Render everything from the start of the items down to the line containing "[(128, 82)]" as a numbered list, leaving out any blank lines.

◆ RECORDS FOR THIS TASK
★ ★ ★

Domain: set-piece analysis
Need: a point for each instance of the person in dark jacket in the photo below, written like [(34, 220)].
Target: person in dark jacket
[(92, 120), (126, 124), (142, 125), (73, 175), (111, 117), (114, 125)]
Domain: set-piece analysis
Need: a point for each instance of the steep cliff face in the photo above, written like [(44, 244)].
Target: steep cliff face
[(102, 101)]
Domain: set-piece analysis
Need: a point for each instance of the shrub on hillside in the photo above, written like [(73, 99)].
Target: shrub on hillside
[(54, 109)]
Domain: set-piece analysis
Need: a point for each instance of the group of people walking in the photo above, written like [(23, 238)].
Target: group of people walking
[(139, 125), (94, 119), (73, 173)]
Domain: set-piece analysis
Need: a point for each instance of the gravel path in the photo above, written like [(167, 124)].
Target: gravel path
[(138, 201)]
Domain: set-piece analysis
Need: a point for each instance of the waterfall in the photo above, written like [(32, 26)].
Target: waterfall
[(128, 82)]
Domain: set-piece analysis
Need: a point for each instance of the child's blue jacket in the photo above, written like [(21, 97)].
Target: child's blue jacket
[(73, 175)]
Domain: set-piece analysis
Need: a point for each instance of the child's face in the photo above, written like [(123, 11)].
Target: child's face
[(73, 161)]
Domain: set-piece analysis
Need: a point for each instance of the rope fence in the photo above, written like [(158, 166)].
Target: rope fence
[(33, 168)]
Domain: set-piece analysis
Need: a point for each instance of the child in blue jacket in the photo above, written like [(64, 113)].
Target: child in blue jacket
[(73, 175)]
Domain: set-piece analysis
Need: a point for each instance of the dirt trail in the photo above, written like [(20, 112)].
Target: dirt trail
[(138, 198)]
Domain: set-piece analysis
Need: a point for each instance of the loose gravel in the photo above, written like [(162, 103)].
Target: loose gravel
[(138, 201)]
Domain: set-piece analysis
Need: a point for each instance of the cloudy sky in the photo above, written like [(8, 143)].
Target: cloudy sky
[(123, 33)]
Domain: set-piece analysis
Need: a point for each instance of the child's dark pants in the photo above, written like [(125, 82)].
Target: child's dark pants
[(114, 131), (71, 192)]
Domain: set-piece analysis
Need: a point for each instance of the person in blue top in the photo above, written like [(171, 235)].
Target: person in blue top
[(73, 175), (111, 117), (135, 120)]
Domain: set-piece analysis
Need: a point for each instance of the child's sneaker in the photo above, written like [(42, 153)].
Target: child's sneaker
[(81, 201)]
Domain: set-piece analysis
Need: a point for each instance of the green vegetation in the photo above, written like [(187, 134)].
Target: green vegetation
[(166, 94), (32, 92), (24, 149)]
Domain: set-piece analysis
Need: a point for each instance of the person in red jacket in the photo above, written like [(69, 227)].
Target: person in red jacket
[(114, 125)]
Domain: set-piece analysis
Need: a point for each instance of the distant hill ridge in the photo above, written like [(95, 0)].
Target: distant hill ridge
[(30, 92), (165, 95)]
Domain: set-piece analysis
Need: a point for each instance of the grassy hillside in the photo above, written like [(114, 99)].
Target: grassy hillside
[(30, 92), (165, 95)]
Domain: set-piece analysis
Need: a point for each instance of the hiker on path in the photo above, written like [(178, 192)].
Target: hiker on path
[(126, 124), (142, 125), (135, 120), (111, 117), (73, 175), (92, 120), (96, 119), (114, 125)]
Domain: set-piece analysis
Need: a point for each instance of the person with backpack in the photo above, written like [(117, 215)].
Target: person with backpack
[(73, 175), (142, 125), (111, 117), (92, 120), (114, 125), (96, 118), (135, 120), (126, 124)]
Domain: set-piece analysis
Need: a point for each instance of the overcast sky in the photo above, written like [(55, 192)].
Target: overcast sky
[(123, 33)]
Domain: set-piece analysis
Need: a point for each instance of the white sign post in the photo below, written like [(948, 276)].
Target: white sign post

★ ★ ★

◆ EXERCISE RESULT
1. Domain: set-piece analysis
2. Need: a point for each instance of the person in dark jacket in the photo below, written like [(34, 220)].
3. Target: person in dark jacket
4. [(92, 120), (126, 124), (142, 125), (73, 175), (111, 117), (114, 125)]
5. Domain: set-piece analysis
6. Need: a point for each instance of the steep cliff face in the photo above, written like [(44, 244)].
7. Target: steep cliff face
8. [(102, 101)]
9. Domain: set-piece analysis
10. Need: a point for each instance of the shrub on hillside in the photo above, written like [(73, 99)].
11. Target: shrub on hillside
12. [(54, 109)]
13. Domain: set-piece analysis
14. Need: a point for each instance of the group of people walking in the photo above, written like [(23, 238)].
15. Target: group of people walking
16. [(139, 125), (94, 119), (73, 173)]
17. Domain: set-piece analysis
18. Need: a point for each instance of the gravel path in the photo above, written like [(167, 124)].
19. Target: gravel path
20. [(138, 201)]
21. Domain: set-piece analysis
22. Need: a point for each instance of the waterfall in the photo above, written like [(32, 26)].
23. Target: waterfall
24. [(128, 82)]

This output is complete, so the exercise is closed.